Reading text =>
BEGIN

During the analysis of the pre-APG1TP-SSU-APG1TM construct, we observed that the imported, mature protein was degraded with continued incubation under import conditions. This phenomenon was also observed when similar fusions were made to GFP and by placing the APG1 TMD at the N terminus of the mature SSU (data not shown). This suggests that the fusion proteins might be unstable when targeted to the IEM or exposed to the IMS. Therefore, we chose to further examine the targeting properties of the APG1 TMD in the context of a native IEM protein. For this purpose, we replaced the post-import targeting signal of atTic40 with the APG1 TMD. Tripp et al. (25) showed, using atTic40 deletion mutants, that the atTic40 TMD and a Ser/Pro-rich domain adjacent to the TMD are necessary and sufficient for membrane integration. Therefore, this Ser/Pro-rich domain along with atTic40 TMD was deleted, and the APG1 TMD was put in its place (pre-atTic40-APG1TM; Fig. 4A). A seven-amino acid spacer from atTic40 (residues 76–83) remained between the second processing site in int-atTic40 and the beginning of the APG1 insertion. Previously, we showed that this region was important for proper processing of int-atTic40 to mature atTic40 (21). In addition, a region immediately upstream of the APG1 TMD (residues 288–308) was included to facilitate secondary structure formation of the TMD.
Pre-atTic40-APG1TM was subjected to an in vitro import reaction. The results in Fig. 4B show that the construct was efficiently imported as indicated by thermolysin resistance (lane 3) and processed to its intermediate size (for reference, see supplemental Fig. 2). Remarkably, the second processing that converts int-atTic40 to mature atTic40 did not occur efficiently. This indicates that the N terminus has reached the stroma, but the second processing site was not accessible for cleavage.
A time course of pre-atTic40-APG1TM import (Fig. 4C) revealed that the intermediate sized form (int-atTic40-APG1TM) accumulated over time in the membrane fractions, with ∼10% of the protein detected in the soluble phase after alkaline extraction (Fig. 4C, graph). The extractable component remains essentially constant throughout the course of import, suggesting that it is not an intermediate in the targeting process.
To confirm that this construct is indeed imported through the stop-transfer pathway, we performed an import chase experiment (Fig. 4D) and extracted the membrane proteins at the end of the chase (Fig. 4E). The chase reveals no significant soluble free form (Fig. 4D, lanes 7, 10, and 13; graph), and alkaline extraction of the 60-min chase time point confirmed that the levels of alkaline-extractable int-atTic40-APG1TM remained at ∼10% of the total even at the end of the chase (Fig. 4E). This is evidence that the soluble form that appeared in low amounts (∼10%) under high pH conditions is not converted into a mature form and is further confirmation that this fusion protein is inserted into the membrane via the stop-transfer pathway. Therefore, we conclude that the APG1 TMD is necessary and sufficient for membrane insertion of both a normally soluble protein (SSU) and an inner envelope resident protein (atTic40) via the stop-transfer pathway.

END

What you need to do =>
(A) List each panel of Fig. 4 that the passage on APG1 transmembrane domain targeting cites.
(B) Resume the passage on APG1 transmembrane domain targeting after its last sentence.
The data that follows has no connection to the passage on APG1 transmembrane domain targeting.

Data =>
BEGIN

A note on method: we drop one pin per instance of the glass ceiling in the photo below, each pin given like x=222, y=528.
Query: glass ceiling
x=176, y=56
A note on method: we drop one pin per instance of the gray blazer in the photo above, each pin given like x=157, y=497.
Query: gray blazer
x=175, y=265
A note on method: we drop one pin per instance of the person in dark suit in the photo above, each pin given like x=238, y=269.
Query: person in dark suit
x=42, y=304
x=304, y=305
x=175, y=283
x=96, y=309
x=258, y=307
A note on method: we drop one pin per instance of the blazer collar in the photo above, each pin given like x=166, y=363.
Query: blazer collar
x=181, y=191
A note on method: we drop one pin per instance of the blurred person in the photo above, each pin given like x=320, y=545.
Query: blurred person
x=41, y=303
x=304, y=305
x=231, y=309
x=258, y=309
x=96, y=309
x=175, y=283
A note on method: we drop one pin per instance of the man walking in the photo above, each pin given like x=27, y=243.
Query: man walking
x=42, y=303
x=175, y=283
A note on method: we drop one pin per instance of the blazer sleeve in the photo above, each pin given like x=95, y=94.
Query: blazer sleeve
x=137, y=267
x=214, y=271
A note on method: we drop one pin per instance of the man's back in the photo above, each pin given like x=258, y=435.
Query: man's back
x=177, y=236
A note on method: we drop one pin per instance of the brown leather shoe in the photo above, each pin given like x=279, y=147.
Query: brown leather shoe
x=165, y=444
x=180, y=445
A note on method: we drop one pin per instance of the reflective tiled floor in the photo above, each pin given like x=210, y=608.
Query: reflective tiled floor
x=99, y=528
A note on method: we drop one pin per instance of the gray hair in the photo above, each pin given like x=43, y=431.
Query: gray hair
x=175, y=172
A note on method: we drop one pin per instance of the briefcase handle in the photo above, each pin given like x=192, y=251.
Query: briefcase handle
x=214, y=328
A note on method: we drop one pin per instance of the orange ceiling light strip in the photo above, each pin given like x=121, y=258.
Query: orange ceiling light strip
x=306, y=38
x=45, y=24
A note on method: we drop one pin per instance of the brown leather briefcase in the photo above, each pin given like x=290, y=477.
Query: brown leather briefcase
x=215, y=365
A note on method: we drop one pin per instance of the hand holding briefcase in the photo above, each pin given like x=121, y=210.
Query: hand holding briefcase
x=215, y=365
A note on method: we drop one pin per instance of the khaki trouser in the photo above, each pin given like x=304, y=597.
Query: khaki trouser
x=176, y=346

END

Answers by task =>
(A) Fig. 4A, Fig. 4B, Fig. 4C, Fig. 4D, Fig. 4E

(B)
The atTic40 TMD Can Function as a Stop-transfer Signal
The TMD of APG1 was shown in this study to be necessary and sufficient for targeting via the stop-transfer pathway, whereas the post-import pathway utilized by atTic40 appears to require both a TMD and the presence of the Ser/Pro-rich domain (21, 25). This prompted us to investigate the role of the atTic40 TMD in determining the IEM targeting pathway.
As a first step, we tested whether the atTic40 TMD could function in IEM targeting in the absence of the Ser/Pro-rich domain. To this end, we replaced the APG1 TMD (residues 307–328) with the atTic40 TMD (residues 106–131) to generate pre-APG1-atTic40TM (Fig. 5A). This construct was imported into isolated chloroplasts for 30 min, and the results are shown in Fig. 5B. After a 30-min import reaction, most of the imported protein (∼90%) co-fractionated with the membrane fraction, and upon alkaline extraction, roughly 75% of the protein remained tightly bound to the membrane (Fig. 5B, lanes 4, 5, 6, and 7; graph).
A time course of pre-APG1-atTic40TM import (Fig. 5C) revealed that the small proportion of APG1-atTic40TM that is not membrane-integrated did not decrease as a proportion of total protein from 2 to 30 min of import. An import chase was performed under the same conditions established previously, and very low levels of soluble APG1-atTic40TM (∼4% of total APG1-atTic40TM) were detected at each time point in the chase (Fig. 5D, lanes 7, 10, and 13; graph). Alkaline extraction of the 60 min time point after the chase revealed that ∼30% (Fig. 5E) of the protein is not integrated. The amount of protein loosely associated with the membrane was slightly higher than that observed at the 5 min time point in import that was used at the start of the chase (compare the graphs in Fig. 5, C and E). This suggests that the small proportion of APG1-atTic40TM that associates loosely with the IEM does not represent a productive targeting intermediate but probably corresponds to a small amount of mistargeted protein. Therefore, we conclude that the atTic40 TMD functions as a stop-transfer signal in the absence of the rest of atTic40 and is capable of targeting APG1 to the IEM, albeit with a slightly lower efficiency than the native APG1 TMD.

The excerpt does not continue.